EXERCISE INSTRUCTIONS: Exact wording is required for every entry; transcribe all of them and leave the images out.

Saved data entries
=== Begin Enclosure ===

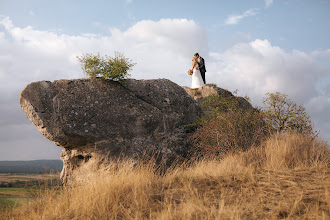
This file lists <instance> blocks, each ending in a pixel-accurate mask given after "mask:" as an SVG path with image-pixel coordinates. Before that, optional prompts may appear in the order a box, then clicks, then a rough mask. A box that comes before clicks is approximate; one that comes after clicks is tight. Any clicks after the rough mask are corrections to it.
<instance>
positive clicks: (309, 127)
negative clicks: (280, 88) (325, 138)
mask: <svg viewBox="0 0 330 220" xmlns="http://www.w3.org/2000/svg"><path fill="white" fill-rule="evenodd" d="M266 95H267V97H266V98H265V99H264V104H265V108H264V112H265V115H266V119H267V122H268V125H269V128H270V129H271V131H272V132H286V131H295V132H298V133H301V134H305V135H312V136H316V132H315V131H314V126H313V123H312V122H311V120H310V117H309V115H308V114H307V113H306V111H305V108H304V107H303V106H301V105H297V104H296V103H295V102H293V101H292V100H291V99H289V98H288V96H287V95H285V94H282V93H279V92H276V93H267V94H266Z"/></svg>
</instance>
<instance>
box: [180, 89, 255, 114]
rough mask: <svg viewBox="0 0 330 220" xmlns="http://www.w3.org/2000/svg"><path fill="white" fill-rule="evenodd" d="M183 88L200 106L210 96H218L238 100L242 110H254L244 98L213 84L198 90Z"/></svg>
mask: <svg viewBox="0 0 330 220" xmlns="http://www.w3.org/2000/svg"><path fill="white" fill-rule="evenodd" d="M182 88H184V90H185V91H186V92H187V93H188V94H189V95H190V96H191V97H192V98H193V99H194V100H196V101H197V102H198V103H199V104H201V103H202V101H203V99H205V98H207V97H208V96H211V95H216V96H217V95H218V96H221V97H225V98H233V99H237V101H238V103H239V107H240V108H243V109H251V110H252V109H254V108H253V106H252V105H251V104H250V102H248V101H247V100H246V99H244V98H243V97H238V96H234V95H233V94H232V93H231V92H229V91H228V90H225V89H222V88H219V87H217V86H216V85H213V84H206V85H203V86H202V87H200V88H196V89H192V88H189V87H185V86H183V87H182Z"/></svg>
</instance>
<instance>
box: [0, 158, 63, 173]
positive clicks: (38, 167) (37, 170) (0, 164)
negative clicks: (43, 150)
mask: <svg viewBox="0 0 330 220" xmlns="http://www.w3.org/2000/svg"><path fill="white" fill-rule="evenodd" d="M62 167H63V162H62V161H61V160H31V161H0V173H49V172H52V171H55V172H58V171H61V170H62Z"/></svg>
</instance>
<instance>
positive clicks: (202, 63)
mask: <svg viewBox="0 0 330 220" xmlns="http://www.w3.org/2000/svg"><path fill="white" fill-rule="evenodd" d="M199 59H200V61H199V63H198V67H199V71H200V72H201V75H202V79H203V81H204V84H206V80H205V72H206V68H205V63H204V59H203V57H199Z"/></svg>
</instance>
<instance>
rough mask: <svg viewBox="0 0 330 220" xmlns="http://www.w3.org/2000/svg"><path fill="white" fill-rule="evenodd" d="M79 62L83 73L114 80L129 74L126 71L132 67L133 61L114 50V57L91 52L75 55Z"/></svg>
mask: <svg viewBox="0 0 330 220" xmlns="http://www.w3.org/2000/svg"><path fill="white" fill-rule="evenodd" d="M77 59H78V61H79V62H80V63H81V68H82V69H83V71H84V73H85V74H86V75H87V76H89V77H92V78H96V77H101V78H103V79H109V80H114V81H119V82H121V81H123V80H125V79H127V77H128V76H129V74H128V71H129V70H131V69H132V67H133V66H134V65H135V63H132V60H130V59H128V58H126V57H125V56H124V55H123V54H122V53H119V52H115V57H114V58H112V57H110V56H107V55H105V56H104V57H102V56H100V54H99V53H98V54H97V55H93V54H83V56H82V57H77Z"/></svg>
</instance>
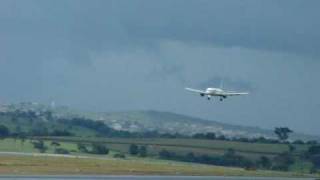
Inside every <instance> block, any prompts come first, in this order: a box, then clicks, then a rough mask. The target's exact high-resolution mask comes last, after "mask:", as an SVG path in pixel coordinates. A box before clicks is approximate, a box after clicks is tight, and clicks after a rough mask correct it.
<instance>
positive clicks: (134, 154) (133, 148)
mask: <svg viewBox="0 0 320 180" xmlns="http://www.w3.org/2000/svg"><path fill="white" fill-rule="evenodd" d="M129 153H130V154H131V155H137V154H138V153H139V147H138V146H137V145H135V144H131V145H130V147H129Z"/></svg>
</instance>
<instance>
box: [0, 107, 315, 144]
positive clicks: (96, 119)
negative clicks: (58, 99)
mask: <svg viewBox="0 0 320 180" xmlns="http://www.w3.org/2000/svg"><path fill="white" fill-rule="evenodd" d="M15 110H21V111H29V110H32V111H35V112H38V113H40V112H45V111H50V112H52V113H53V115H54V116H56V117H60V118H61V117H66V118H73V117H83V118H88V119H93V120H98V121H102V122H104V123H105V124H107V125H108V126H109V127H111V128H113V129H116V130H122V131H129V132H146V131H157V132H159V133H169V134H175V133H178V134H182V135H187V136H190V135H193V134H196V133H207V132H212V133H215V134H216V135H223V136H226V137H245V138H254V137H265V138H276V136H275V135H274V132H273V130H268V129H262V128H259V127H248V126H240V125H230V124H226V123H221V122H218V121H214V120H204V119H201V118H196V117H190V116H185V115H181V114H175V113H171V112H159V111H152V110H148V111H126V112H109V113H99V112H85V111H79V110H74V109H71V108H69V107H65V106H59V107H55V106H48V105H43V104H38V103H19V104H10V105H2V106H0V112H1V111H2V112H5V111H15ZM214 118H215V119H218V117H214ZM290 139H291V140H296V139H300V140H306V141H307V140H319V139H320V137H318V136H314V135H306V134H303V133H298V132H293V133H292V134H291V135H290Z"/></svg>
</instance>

=== End Enclosure ===

TASK RESULT:
This file lists <instance> blocks, each ending in a pixel-accurate mask given after "mask:" as an SVG path with image-pixel coordinates. Before that, optional prompts may appear in the order a box, then clicks, then a rough mask. A box that comes before clicks is approximate; one that comes after clicks is tight. Any clicks after the rough mask are corrections to it.
<instance>
positive clicks: (309, 127)
negative clicks: (280, 88) (325, 138)
mask: <svg viewBox="0 0 330 220" xmlns="http://www.w3.org/2000/svg"><path fill="white" fill-rule="evenodd" d="M266 95H267V97H266V98H265V99H264V104H265V108H264V112H265V115H266V119H267V122H268V125H269V128H270V129H271V131H272V132H286V131H295V132H298V133H301V134H305V135H312V136H316V132H315V131H314V126H313V123H312V122H311V120H310V117H309V115H308V114H307V113H306V111H305V108H304V107H303V106H301V105H297V104H296V103H295V102H293V101H292V100H291V99H289V98H288V96H287V95H285V94H282V93H279V92H276V93H267V94H266Z"/></svg>
</instance>
<instance>
box: [180, 89, 255, 114]
rough mask: <svg viewBox="0 0 330 220" xmlns="http://www.w3.org/2000/svg"><path fill="white" fill-rule="evenodd" d="M183 88L200 106L210 96H218L238 100L242 110H254L244 98L213 84L198 90Z"/></svg>
mask: <svg viewBox="0 0 330 220" xmlns="http://www.w3.org/2000/svg"><path fill="white" fill-rule="evenodd" d="M182 88H184V90H185V91H186V92H187V93H188V94H189V95H190V96H191V97H192V98H193V99H194V100H196V101H197V102H198V103H199V104H201V103H202V101H203V99H205V98H207V97H208V96H211V95H216V96H217V95H218V96H221V97H225V98H233V99H237V101H238V103H239V107H240V108H243V109H251V110H252V109H254V108H253V106H252V105H251V104H250V102H248V101H247V100H246V99H244V98H243V97H238V96H234V95H233V94H232V93H231V92H229V91H228V90H225V89H222V88H219V87H217V86H216V85H213V84H206V85H203V86H202V87H200V88H196V89H192V88H189V87H185V86H183V87H182Z"/></svg>
</instance>
<instance>
box: [0, 158, 63, 173]
positive clicks: (38, 167) (37, 170) (0, 164)
negative clicks: (43, 150)
mask: <svg viewBox="0 0 330 220" xmlns="http://www.w3.org/2000/svg"><path fill="white" fill-rule="evenodd" d="M62 167H63V162H62V161H61V160H31V161H0V173H49V172H52V171H55V172H58V171H61V170H62Z"/></svg>
</instance>
<instance>
positive clicks: (202, 63)
mask: <svg viewBox="0 0 330 220" xmlns="http://www.w3.org/2000/svg"><path fill="white" fill-rule="evenodd" d="M199 59H200V61H199V63H198V67H199V71H200V72H201V75H202V79H203V81H204V84H206V80H205V72H206V68H205V63H204V59H203V57H199Z"/></svg>
</instance>
<instance>
rough mask: <svg viewBox="0 0 330 220" xmlns="http://www.w3.org/2000/svg"><path fill="white" fill-rule="evenodd" d="M79 62L83 73L114 80L129 74L126 71L132 67L133 61L114 50V57L91 52L75 55Z"/></svg>
mask: <svg viewBox="0 0 330 220" xmlns="http://www.w3.org/2000/svg"><path fill="white" fill-rule="evenodd" d="M77 59H78V61H79V62H80V63H81V68H82V69H83V71H84V73H85V74H86V75H87V76H89V77H92V78H96V77H101V78H103V79H109V80H114V81H119V82H121V81H123V80H125V79H127V77H128V76H129V74H128V71H129V70H131V69H132V67H133V66H134V65H135V63H132V60H130V59H128V58H126V57H125V56H124V55H123V54H122V53H119V52H115V57H114V58H112V57H110V56H107V55H105V56H104V57H102V56H100V54H99V53H98V54H97V55H93V54H83V56H82V57H77Z"/></svg>
</instance>
Inside every <instance> block, any prompts come first, in this order: a box, then clicks, then a rough mask. The target's exact high-resolution mask comes last, after "mask:", as an SVG path in pixel coordinates. A box before clicks is approximate, a box after clicks is tight, and clicks after a rough mask correct it.
<instance>
positive clicks: (134, 154) (133, 148)
mask: <svg viewBox="0 0 320 180" xmlns="http://www.w3.org/2000/svg"><path fill="white" fill-rule="evenodd" d="M129 153H130V154H131V155H137V154H138V153H139V147H138V146H137V145H135V144H131V145H130V147H129Z"/></svg>
</instance>
<instance>
box: [0, 107, 315, 144]
positive clicks: (96, 119)
negative clicks: (58, 99)
mask: <svg viewBox="0 0 320 180" xmlns="http://www.w3.org/2000/svg"><path fill="white" fill-rule="evenodd" d="M15 110H21V111H29V110H32V111H35V112H38V113H40V112H45V111H50V112H52V113H53V115H54V116H56V117H60V118H61V117H66V118H73V117H83V118H88V119H93V120H98V121H102V122H104V123H105V124H107V125H108V126H109V127H111V128H113V129H116V130H122V131H129V132H146V131H157V132H159V133H169V134H175V133H178V134H182V135H187V136H190V135H193V134H196V133H207V132H212V133H215V134H216V135H223V136H226V137H245V138H254V137H265V138H276V136H275V135H274V132H273V130H268V129H262V128H259V127H248V126H240V125H230V124H226V123H221V122H218V121H214V120H204V119H201V118H196V117H190V116H185V115H181V114H175V113H171V112H159V111H152V110H148V111H126V112H109V113H99V112H85V111H79V110H74V109H71V108H69V107H65V106H59V107H55V106H48V105H43V104H38V103H19V104H10V105H2V106H0V112H1V111H2V112H5V111H15ZM214 118H215V119H218V117H214ZM290 139H291V140H296V139H300V140H306V141H307V140H319V139H320V137H318V136H314V135H306V134H303V133H298V132H293V133H292V134H291V135H290Z"/></svg>
</instance>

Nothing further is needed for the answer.